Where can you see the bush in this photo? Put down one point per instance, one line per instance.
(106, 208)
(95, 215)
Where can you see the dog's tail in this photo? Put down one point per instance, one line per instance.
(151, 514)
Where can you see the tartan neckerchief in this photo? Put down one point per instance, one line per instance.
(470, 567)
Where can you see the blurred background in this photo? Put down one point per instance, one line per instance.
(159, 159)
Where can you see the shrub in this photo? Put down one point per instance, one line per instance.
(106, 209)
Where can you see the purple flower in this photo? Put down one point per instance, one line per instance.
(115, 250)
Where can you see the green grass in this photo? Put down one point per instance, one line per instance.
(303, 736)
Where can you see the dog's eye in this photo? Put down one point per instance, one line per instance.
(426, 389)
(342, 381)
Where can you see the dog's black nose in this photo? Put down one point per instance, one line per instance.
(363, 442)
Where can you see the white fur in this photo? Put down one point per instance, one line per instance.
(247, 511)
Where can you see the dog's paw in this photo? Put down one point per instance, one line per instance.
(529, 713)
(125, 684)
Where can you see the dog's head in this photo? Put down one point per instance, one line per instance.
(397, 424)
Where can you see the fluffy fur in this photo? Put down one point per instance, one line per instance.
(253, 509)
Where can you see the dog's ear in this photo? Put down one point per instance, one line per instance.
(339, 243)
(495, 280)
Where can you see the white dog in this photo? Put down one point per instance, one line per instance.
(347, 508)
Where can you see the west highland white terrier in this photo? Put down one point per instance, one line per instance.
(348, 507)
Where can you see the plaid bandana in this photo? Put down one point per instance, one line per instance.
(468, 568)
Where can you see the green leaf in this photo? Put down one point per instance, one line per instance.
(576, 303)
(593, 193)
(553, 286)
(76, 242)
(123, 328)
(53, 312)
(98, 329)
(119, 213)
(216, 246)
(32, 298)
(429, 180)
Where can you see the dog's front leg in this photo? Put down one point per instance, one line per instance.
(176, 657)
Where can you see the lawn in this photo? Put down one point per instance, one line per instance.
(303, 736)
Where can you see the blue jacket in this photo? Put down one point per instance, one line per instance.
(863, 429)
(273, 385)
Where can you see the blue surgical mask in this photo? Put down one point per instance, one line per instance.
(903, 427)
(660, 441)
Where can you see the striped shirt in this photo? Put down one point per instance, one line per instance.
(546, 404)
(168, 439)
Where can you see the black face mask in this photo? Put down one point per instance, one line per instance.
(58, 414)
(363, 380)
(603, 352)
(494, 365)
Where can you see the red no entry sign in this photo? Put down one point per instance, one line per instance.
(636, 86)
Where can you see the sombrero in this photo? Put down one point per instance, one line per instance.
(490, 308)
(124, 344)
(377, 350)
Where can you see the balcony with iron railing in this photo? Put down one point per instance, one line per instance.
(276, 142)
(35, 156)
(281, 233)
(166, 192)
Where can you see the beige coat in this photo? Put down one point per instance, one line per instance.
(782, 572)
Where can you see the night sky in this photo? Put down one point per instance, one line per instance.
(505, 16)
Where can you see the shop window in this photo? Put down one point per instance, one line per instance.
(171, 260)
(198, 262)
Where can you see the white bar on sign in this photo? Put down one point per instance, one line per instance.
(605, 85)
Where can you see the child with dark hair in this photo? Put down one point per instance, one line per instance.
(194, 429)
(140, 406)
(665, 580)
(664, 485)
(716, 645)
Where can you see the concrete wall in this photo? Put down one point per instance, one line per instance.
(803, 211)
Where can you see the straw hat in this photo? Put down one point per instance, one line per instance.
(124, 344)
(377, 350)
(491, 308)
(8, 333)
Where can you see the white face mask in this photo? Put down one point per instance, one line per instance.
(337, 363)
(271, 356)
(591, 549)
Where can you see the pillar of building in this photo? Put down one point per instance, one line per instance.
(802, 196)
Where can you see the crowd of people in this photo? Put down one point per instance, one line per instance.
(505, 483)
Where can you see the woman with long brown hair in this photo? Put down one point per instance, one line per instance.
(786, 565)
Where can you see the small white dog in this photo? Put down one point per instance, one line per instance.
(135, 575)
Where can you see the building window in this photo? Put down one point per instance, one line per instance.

* [Exercise] Please reproduce each entry above exactly as it reads.

* [Solution to the exercise]
Where can you see the bush in this photo? Put down one point per instance, one line per instance.
(106, 208)
(95, 215)
Where can you see the dog's tail in this photo? Put down one point per instance, one line per instance.
(151, 514)
Where can you see the tartan neckerchief in this photo? Put down one point per instance, one line per instance.
(470, 567)
Where can you see the blurred background in this photo? Put down one point per instance, one line per instance.
(159, 159)
Where can you see the shrub in this photo? Put down one point per instance, one line per instance.
(106, 209)
Where can you see the purple flower in this photo? Put down one point per instance, one line per instance.
(115, 250)
Where can you see the green grass in this photo? Put down one point per instance, one line per instance.
(303, 736)
Where can you see the dog's eye in this photo? Put down one point per instance, one line per instance.
(426, 389)
(342, 381)
Where can you see the dog's black nose in this photo? Put down one point per instance, one line per instance.
(363, 442)
Where can you see the white fur in this photo? Put down one point per instance, one line per instance.
(247, 511)
Where can you see the dog's paw in this photo? Put down one point per instance, one line per instance.
(529, 713)
(125, 684)
Where can you see the dog's head in this photo? Put down one point per instance, one line per instance.
(397, 424)
Where can you see the fluffy fur in this photo? Put down one point per instance, one line per instance.
(253, 509)
Where can you see the dog's ear in this photo? Put down one point per instance, one line per instance.
(339, 243)
(495, 280)
Where can you see the white dog in this photo? Put down one point per instance, one line per instance.
(347, 508)
Where can you see the west highland white terrier in this photo? Put down one point per instance, one line per instance.
(348, 507)
Where can you see the plaid bandana in this photo? Put down one point per instance, one line per instance.
(468, 568)
Where can you see the green leaf in this photo? Put down one point per instance, one line per instance.
(576, 303)
(593, 193)
(553, 286)
(76, 242)
(123, 328)
(53, 312)
(98, 329)
(119, 213)
(216, 246)
(32, 298)
(429, 180)
Where can you see the dog's front leg in this photo? Put down one point per instance, one line per instance.
(176, 657)
Where can you see the lawn in this photo? Put down one point per instance, one line per instance.
(303, 736)
Where can you see the blue jacket in this photo? Put down one point per instance, one line per instance.
(863, 429)
(273, 385)
Where can you see the blue surgical mask in this photo? Put down one point per instance, one line per instance.
(903, 427)
(660, 441)
Where can you see the striped shirt in this photo? Put down one point per instance, one line per instance.
(546, 404)
(168, 439)
Where can you see the black face mask in this photo? Put down one point per instance, one line per instance.
(58, 414)
(363, 380)
(603, 352)
(494, 365)
Where can you see the red no entry sign in this photo? Put down one point per instance, one line per instance.
(636, 86)
Where can you see the sombrero in this photo? Put down one point per instance, one line per instance.
(490, 308)
(124, 344)
(377, 350)
Where can you see the balcony with iron railing in this photo? Put down one point per instance, one line per instance.
(276, 142)
(35, 156)
(281, 233)
(166, 192)
Where can you see the beige coat in this photo? Put down one point per instance, one line per instance.
(782, 572)
Where can you see the night sky in this photo? Put down one point per instance, one line per instance.
(505, 16)
Where can you see the shop window in this photo? Put down one point per instance, one line per instance.
(171, 260)
(198, 262)
Where can you see the white bar on sign in this photo? Put down one point per instance, one line per instance.
(605, 85)
Where can you see the child with dark hair in this photo? Put down one point per instance, one line per instance.
(194, 429)
(140, 406)
(665, 580)
(664, 485)
(716, 645)
Where can you see the concrete wall in this photo? Put down one point per instance, one line per instance.
(803, 211)
Where can you see the straw hat in this photo? Put down one point per instance, one line per instance.
(124, 344)
(377, 350)
(491, 308)
(8, 333)
Where can you see the white face mask in this photo? Put down one point per instance, one line per instance.
(337, 363)
(271, 356)
(591, 549)
Where can you see the pillar of building in this photo? Put down one point per instance, one line per instance.
(802, 196)
Where can you see the crowd of people in this photo? Put down one point per instance, one line per instance.
(505, 483)
Where can you see the woman with long brown hair in this photo? Put down one point per instance, one line per instance.
(786, 565)
Where can you see the small white dog in this photo? Put down one point per instance, one line per instance.
(135, 575)
Where can you see the building window in this photo? Put down one point per instance, one line per instance.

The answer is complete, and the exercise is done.